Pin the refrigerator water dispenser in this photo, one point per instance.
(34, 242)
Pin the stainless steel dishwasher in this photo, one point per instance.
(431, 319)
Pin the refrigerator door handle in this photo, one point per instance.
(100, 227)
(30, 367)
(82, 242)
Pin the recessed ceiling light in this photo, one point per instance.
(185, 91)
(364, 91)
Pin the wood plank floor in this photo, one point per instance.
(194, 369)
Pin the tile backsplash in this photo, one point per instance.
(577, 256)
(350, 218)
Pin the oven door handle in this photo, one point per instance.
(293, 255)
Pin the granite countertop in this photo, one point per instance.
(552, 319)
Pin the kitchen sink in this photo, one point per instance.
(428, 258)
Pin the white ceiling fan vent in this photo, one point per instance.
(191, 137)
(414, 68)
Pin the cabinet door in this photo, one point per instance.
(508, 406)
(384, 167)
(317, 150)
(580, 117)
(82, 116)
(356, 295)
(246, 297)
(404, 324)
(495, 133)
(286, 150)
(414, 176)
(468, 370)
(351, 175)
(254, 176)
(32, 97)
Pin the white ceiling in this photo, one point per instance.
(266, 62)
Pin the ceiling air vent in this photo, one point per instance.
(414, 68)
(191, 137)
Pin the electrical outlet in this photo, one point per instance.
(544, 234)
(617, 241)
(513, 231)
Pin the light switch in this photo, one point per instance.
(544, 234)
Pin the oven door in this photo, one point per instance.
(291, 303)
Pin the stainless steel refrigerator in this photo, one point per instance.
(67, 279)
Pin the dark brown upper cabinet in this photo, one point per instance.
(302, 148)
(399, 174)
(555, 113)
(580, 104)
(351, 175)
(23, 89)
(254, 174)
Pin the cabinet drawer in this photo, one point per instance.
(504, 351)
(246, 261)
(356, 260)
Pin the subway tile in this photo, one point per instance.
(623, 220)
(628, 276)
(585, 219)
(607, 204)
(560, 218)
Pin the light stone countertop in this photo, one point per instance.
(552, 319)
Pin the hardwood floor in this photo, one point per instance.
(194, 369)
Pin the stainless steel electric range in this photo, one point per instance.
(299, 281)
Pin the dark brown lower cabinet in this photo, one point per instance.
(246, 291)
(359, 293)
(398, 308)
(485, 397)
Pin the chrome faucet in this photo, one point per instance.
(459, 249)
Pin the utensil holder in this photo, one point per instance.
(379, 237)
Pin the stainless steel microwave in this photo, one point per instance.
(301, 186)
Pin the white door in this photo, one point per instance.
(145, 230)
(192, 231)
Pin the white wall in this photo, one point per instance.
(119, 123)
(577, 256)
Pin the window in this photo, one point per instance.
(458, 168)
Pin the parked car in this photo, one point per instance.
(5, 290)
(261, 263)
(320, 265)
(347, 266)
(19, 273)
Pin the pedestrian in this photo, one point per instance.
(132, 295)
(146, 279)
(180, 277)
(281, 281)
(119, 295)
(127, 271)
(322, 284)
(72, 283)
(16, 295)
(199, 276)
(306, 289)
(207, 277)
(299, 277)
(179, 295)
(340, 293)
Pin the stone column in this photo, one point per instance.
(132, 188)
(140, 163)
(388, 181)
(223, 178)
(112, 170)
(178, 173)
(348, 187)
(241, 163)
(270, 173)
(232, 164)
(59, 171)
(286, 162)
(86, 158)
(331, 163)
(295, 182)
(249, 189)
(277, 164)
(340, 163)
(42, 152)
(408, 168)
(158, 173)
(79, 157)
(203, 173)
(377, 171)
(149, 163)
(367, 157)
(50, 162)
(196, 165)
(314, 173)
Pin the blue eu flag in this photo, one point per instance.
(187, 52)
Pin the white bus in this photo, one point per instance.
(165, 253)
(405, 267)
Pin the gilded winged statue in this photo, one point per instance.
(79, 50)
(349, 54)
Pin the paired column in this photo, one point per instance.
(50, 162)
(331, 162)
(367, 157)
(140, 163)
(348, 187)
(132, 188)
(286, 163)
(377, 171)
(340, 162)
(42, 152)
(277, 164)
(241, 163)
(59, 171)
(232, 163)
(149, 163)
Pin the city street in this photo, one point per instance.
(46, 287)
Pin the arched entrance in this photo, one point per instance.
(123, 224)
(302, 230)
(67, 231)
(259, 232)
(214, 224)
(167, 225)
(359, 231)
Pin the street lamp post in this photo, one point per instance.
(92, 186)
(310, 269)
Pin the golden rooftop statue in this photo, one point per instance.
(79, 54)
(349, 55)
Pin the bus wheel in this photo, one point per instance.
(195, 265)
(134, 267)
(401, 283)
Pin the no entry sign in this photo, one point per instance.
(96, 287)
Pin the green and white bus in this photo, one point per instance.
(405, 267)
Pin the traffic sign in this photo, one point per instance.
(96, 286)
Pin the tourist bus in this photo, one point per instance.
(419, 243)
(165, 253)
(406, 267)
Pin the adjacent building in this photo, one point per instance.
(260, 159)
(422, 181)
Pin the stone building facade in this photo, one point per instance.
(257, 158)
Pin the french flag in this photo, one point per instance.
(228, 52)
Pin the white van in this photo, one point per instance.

---

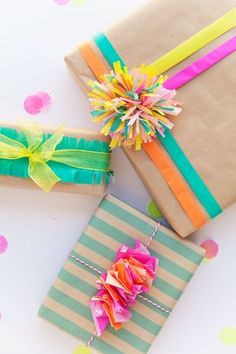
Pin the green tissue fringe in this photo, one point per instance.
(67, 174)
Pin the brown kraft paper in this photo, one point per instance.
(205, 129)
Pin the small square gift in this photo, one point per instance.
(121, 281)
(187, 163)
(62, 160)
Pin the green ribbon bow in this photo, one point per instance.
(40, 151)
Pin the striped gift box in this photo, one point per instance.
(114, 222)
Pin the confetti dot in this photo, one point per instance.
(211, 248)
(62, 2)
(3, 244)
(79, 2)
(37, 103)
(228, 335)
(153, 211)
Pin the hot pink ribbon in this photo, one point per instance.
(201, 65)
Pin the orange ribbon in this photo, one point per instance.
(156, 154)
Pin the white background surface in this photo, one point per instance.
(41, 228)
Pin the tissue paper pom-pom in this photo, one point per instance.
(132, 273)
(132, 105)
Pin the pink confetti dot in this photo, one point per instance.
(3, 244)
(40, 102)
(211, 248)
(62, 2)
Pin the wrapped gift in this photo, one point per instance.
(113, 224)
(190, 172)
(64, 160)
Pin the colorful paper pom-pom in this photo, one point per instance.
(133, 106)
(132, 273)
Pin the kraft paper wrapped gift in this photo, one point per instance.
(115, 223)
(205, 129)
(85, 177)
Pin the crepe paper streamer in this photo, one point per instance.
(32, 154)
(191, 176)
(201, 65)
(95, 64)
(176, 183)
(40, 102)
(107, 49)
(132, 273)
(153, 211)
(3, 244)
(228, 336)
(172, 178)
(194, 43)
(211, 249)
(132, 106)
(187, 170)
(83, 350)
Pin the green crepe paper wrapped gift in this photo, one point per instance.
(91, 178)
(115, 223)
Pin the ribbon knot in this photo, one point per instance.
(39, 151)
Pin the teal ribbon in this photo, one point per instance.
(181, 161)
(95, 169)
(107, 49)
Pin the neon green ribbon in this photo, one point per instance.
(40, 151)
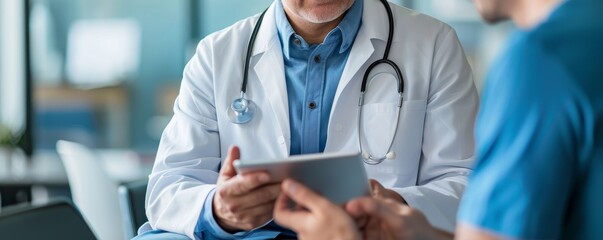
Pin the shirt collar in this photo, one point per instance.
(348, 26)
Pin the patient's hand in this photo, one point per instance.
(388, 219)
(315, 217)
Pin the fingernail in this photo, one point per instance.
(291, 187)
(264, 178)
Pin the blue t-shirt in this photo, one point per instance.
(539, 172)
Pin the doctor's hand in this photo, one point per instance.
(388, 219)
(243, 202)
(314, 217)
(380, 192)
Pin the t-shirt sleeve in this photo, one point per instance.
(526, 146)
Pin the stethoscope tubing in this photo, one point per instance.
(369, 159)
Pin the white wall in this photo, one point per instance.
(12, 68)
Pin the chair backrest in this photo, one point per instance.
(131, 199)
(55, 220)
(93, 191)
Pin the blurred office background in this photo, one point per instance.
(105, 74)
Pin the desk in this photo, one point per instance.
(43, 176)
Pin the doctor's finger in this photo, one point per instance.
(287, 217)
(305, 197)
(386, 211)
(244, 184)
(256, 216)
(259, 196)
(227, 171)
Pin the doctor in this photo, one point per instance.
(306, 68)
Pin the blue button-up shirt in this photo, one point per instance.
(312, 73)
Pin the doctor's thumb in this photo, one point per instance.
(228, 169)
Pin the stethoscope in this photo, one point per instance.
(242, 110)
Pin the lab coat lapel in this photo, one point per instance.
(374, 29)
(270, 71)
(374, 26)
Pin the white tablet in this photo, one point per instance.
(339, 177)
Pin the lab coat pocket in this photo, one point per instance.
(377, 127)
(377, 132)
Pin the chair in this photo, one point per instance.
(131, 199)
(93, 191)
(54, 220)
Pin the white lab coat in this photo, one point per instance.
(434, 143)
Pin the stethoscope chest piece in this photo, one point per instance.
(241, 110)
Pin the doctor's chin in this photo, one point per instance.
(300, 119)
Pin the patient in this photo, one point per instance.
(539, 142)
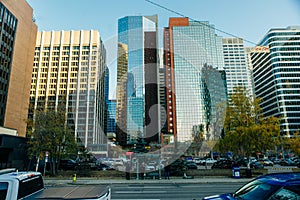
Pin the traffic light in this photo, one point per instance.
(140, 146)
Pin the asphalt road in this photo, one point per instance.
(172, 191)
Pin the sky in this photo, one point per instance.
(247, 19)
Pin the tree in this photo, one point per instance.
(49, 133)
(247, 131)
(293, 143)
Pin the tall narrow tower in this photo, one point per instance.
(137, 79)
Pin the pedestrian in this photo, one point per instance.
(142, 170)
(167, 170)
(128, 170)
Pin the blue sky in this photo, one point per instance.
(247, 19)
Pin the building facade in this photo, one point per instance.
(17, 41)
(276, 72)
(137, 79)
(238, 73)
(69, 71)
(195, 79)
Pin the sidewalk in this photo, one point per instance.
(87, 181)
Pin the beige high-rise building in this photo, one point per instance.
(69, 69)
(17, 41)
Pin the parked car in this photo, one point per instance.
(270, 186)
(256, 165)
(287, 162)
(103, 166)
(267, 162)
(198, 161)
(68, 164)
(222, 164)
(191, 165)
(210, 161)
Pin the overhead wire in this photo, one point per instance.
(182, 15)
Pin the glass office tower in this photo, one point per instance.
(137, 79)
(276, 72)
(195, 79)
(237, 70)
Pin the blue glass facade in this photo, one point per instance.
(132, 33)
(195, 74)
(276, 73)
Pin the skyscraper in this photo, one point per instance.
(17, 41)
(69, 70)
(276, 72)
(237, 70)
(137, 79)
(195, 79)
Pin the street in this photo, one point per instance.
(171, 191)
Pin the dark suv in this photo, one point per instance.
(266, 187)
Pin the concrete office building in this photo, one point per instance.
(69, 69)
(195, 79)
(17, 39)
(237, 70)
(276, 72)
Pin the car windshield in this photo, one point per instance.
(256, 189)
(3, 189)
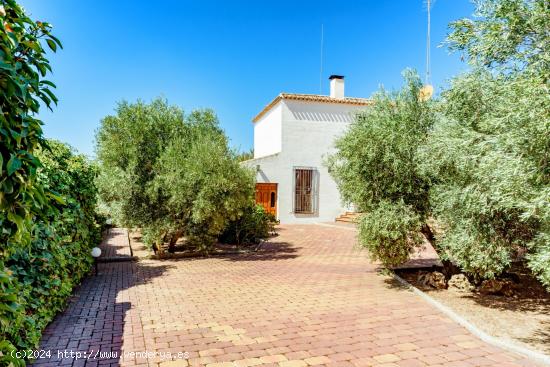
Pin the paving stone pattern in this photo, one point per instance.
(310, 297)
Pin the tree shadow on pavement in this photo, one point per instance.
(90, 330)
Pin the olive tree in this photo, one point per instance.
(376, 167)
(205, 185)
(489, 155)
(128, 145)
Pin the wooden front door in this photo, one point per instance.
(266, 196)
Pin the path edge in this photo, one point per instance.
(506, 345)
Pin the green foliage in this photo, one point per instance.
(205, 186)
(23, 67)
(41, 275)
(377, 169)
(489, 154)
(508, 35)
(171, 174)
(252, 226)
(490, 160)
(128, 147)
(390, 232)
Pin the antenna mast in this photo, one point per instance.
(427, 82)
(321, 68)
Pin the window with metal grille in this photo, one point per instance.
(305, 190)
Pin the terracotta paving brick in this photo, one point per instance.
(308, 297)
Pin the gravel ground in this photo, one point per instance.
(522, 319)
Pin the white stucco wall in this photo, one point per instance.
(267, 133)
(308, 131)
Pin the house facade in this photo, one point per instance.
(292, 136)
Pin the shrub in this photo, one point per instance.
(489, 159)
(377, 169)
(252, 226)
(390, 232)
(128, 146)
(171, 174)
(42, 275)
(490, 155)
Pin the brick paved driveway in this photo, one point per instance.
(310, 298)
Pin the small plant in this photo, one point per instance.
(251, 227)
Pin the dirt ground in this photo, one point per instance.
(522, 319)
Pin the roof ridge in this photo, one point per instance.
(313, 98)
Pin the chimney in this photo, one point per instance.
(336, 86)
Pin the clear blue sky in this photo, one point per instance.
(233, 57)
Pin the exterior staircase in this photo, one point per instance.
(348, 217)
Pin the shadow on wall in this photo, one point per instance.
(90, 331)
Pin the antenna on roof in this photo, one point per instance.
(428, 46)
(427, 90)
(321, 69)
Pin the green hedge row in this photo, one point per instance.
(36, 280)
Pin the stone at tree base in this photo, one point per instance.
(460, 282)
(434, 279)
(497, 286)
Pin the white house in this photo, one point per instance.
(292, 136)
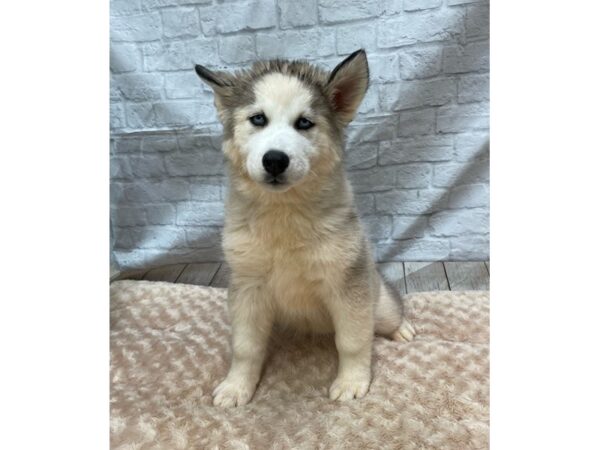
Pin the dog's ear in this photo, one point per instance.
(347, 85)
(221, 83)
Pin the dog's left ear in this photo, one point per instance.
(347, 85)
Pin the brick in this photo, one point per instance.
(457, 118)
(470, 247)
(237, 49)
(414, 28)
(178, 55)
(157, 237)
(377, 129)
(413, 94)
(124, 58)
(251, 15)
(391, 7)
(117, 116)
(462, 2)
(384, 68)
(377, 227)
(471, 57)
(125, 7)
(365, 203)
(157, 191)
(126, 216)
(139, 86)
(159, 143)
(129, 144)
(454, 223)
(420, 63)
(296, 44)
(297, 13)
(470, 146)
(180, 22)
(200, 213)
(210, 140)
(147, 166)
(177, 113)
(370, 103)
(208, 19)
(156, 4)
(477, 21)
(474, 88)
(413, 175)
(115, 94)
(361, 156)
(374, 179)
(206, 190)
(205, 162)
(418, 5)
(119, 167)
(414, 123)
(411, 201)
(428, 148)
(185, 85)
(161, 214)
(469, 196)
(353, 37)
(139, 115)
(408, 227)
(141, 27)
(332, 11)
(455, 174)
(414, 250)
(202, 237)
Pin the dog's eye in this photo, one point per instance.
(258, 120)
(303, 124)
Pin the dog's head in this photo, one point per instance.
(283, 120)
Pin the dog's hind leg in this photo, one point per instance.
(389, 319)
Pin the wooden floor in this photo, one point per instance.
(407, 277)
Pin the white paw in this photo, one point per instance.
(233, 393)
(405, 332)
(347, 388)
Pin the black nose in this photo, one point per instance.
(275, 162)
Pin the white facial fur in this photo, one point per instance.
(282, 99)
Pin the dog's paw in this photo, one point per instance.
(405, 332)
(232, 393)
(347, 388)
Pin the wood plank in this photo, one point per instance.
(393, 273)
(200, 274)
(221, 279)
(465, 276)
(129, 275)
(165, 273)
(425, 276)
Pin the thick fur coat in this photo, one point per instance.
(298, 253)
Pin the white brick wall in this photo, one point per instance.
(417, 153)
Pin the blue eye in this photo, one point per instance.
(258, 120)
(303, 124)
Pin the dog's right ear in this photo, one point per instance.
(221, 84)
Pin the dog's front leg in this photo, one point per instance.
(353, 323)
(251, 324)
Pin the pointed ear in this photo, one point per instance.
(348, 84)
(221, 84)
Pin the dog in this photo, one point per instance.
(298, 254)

--

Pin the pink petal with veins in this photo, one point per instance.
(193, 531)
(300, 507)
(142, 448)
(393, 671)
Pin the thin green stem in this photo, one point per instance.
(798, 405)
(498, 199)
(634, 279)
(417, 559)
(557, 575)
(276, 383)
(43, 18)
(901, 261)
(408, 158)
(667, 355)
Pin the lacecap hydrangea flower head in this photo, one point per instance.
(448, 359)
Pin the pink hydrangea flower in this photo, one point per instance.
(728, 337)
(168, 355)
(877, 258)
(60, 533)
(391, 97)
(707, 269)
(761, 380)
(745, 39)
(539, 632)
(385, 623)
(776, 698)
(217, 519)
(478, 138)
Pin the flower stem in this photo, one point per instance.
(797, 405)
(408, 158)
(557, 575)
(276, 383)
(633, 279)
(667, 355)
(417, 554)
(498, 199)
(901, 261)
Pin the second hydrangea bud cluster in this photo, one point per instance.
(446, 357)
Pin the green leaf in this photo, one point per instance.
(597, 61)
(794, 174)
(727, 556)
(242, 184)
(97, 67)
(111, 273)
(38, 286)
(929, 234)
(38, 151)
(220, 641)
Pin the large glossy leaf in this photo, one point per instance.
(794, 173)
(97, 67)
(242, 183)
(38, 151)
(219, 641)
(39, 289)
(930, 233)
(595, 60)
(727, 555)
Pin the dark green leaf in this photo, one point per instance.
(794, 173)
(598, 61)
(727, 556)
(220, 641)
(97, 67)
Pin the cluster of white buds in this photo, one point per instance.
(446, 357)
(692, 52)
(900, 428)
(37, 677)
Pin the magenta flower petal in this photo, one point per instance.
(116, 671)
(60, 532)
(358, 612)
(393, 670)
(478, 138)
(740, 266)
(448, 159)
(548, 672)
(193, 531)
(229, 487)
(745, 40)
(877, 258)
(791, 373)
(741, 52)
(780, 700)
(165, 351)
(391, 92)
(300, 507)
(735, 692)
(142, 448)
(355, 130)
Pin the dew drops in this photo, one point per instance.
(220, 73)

Description of the task: Please count how many lines above contain the word "wooden" and reply with that number alone.

Output below: 2